## Problems to work on
[A] According to the passage on microphysiological systems and COVID-19, why did the World Health Organization declare COVID-19 a pandemic?
[B] Carry on writing the passage on microphysiological systems and COVID-19, starting after its final sentence.

## Given passage

In a recently published review article in the journal Drug Discovery Today, scientists have described the utility of human-based microphysiological systems (MPSs) in understanding the pathophysiology of severe acute respiratory syndrome coronavirus 2 (SARS-CoV-2) infection and developing effective therapeutic interventions. Moreover, they have described the establishment of a global working group to synchronize recent developments around MPSs and coronavirus disease 2019 (COVID-19) research.
Soon after its emergence in December 2019 in China, the deadly SARS-CoV-2 of the human betacoronavirus family experienced a rapid transmission trajectory and quickly became a public health emergency of international concern. Given the sharp rise in COVID-19 cases and mortality worldwide, the World Health Organization (WHO) has declared the condition a pandemic on March 11, 2020. As of August 3, 2021, globally, there have been 198 million confirmed COVID-19 cases, including 4.2 million deaths, registered to the WHO.

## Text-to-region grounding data
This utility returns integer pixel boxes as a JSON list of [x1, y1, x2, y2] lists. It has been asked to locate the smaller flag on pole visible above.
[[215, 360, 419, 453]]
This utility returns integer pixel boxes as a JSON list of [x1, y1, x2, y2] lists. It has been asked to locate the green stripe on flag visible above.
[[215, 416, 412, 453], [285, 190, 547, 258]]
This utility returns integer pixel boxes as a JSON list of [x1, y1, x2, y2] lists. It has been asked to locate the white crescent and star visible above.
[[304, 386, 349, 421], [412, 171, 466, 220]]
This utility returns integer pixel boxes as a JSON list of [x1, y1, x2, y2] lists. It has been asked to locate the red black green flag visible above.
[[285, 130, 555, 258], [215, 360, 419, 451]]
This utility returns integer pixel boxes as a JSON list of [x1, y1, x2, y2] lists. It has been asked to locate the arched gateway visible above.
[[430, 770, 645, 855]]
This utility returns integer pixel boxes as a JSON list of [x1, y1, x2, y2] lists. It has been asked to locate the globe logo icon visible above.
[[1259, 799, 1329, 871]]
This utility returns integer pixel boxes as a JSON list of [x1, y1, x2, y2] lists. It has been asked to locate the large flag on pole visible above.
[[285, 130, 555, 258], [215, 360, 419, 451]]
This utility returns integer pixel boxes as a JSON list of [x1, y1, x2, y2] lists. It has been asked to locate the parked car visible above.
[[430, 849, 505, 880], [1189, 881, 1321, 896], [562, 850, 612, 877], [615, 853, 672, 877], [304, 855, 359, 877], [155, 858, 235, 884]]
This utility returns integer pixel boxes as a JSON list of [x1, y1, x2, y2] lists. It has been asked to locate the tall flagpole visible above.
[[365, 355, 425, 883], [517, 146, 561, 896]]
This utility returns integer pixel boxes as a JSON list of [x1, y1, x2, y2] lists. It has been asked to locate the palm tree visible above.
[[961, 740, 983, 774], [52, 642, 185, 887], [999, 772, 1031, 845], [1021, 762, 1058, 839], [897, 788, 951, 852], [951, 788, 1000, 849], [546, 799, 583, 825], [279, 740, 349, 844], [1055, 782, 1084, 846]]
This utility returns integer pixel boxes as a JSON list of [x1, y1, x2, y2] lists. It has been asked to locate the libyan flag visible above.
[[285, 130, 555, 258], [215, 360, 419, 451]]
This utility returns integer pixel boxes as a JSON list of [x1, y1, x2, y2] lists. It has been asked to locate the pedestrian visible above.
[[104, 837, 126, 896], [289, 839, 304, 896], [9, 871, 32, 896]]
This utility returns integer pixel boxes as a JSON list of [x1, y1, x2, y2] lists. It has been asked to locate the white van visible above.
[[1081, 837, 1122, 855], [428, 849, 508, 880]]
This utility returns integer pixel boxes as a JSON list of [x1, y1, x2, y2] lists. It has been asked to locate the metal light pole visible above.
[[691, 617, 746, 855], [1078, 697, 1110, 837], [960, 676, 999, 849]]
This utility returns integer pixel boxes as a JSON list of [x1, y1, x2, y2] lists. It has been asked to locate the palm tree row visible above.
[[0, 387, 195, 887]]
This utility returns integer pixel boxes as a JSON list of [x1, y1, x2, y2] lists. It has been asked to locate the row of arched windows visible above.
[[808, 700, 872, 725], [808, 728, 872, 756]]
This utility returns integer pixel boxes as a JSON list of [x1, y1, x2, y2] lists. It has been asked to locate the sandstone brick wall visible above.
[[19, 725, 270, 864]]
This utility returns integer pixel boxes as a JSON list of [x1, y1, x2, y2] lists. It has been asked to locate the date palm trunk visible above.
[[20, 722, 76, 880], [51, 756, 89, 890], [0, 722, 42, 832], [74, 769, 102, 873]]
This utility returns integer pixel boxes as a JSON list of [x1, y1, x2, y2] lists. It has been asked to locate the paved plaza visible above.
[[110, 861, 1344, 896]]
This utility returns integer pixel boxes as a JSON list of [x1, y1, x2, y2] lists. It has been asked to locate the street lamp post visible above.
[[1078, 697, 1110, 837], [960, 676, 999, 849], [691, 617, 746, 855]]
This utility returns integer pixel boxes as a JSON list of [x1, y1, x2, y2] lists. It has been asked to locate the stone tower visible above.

## Per-task outputs
[A] The World Health Organization declared COVID-19 a pandemic on March 11, 2020, because of the sharp rise in COVID-19 cases and mortality worldwide.

[B]
To develop effective therapeutics, prophylactics, and diagnostics, it is important to thoroughly understand the life-cycle and transmission dynamics of SARS-CoV-2. A collaborative approach at the global level has made it possible to rapidly identify vital viral features, including host cell entry receptor (angiotensin-converting enzyme 2; ACE2), spike glycoprotein on viral envelop, and dynamics of SARS-CoV-2 replication.
Although various animal models, including mice, hamsters, ferrets, and non-human primates, contribute significantly toward understanding the pathophysiology of SARS-CoV-2 infection, they often have limitations. One such limitation is major differences in disease pathophysiology and outcomes between animals and humans.
Recent advancement in the bioengineering field has made it possible to develop human-based MPSs that can substantially overcome the shortcomings of animal models. MPSs are in vitro platforms of complex cellular networks in a microenvironment that recapitulates biochemical, electrical, and mechanical responses to display organ-level functions. Some prevailing examples of MPSs are organ-on-a-chip, organoid, and bioreactor models, wherein various types of human cells interact with each other to form complex structures under the influence of physical forces, such as fluid flow. These structures replicate various biological activities, including barrier function, membrane transport, metabolic system, and neuronal network.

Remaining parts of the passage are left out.